[Labeled area outline items]
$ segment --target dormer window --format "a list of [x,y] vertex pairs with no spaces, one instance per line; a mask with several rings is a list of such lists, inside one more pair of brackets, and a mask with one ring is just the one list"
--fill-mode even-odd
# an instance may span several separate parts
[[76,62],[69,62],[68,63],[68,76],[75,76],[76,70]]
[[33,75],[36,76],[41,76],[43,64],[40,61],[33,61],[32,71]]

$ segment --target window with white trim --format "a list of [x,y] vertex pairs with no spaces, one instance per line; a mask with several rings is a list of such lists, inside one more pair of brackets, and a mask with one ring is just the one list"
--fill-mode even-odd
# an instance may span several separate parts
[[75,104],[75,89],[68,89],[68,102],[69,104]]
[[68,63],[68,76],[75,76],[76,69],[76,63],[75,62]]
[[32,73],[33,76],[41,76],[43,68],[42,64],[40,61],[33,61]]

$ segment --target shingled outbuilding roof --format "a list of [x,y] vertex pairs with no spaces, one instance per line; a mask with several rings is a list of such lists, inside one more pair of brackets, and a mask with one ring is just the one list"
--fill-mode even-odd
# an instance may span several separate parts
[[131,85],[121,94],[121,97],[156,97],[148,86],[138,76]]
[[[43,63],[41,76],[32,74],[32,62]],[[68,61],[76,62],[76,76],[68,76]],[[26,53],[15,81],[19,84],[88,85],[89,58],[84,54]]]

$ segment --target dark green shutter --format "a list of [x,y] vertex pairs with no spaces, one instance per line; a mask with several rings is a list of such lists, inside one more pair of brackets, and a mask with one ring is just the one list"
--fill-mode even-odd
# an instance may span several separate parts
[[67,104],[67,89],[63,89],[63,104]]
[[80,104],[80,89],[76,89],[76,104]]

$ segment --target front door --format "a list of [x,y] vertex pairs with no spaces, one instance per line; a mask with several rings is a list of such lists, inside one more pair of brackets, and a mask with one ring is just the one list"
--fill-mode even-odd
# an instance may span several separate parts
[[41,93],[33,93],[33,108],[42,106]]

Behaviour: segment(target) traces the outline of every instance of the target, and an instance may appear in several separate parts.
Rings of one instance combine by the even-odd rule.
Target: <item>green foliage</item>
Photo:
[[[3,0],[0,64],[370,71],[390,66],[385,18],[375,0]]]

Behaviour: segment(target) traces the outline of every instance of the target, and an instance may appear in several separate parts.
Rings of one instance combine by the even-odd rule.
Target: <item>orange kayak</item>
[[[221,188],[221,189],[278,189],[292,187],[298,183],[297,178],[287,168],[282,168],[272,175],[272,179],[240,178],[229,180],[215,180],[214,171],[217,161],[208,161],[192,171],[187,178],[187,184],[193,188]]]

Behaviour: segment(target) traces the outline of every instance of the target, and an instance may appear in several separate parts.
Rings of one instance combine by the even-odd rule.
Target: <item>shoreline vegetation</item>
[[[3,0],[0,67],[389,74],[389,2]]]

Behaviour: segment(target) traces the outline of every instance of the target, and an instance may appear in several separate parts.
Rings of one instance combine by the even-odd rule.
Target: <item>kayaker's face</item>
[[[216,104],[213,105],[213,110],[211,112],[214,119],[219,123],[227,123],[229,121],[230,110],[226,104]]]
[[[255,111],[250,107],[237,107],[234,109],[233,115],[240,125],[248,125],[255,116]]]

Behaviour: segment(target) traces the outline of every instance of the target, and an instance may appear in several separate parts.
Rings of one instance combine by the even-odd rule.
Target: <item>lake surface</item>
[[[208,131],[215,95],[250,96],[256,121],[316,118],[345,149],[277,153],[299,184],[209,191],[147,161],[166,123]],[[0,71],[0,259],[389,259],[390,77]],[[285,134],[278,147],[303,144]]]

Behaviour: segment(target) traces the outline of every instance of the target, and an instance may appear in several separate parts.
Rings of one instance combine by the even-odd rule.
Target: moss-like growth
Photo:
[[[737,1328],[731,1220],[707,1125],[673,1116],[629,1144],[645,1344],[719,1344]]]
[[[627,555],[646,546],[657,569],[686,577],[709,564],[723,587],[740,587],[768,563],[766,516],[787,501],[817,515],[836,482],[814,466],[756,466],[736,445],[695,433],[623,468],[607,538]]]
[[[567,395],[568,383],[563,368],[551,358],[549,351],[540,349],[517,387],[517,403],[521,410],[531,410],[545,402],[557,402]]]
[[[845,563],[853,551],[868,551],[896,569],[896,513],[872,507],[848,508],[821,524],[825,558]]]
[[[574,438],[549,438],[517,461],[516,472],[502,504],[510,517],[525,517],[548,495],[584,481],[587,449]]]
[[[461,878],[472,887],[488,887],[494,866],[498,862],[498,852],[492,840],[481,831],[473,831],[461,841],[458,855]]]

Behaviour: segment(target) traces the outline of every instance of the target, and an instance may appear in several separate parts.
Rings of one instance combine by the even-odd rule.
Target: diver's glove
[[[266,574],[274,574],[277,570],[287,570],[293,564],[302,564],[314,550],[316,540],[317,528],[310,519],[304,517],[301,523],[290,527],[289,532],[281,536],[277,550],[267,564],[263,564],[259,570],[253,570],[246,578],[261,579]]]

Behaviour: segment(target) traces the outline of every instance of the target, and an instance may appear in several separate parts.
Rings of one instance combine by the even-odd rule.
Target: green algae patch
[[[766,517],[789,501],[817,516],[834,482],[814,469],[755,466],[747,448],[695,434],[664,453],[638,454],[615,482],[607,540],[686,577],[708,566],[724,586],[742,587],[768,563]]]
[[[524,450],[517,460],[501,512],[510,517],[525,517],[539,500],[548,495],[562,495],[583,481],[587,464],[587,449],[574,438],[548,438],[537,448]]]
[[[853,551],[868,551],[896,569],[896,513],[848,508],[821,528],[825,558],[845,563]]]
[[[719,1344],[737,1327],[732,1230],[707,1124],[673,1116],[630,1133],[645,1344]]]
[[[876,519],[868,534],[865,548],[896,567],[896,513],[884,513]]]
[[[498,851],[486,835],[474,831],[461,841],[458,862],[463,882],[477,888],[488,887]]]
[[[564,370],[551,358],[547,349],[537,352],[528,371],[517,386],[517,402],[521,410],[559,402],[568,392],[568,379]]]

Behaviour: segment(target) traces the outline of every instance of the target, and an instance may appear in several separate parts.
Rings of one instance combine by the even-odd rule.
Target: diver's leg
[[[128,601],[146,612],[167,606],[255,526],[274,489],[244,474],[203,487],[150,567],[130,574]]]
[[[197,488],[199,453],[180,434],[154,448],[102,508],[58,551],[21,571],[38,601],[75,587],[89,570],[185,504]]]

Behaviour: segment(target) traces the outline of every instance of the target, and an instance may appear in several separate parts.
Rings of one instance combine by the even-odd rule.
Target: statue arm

- [Task]:
Please rewrite the records from the line that contains "segment --target window" through the line that contains "[[32,73],[33,76],[41,76],[43,68],[42,64],[40,61],[33,61]]", changing "white trim" to "black trim" and leaving everything else as it is. Give only those lines.

- [Answer for the task]:
$ segment --target window with black trim --format "a list of [x,y] vertex pairs with no spaces, one instance per line; a mask with several rings is a list of such lists, inside one more pair of brackets, and a mask with one ring is just the one list"
--fill-mode even-odd
# an instance may span several separate parts
[[75,104],[75,89],[68,89],[68,102],[69,104]]
[[68,63],[68,76],[75,76],[76,69],[76,63],[75,62]]
[[32,73],[33,76],[41,76],[43,68],[42,64],[40,61],[33,61]]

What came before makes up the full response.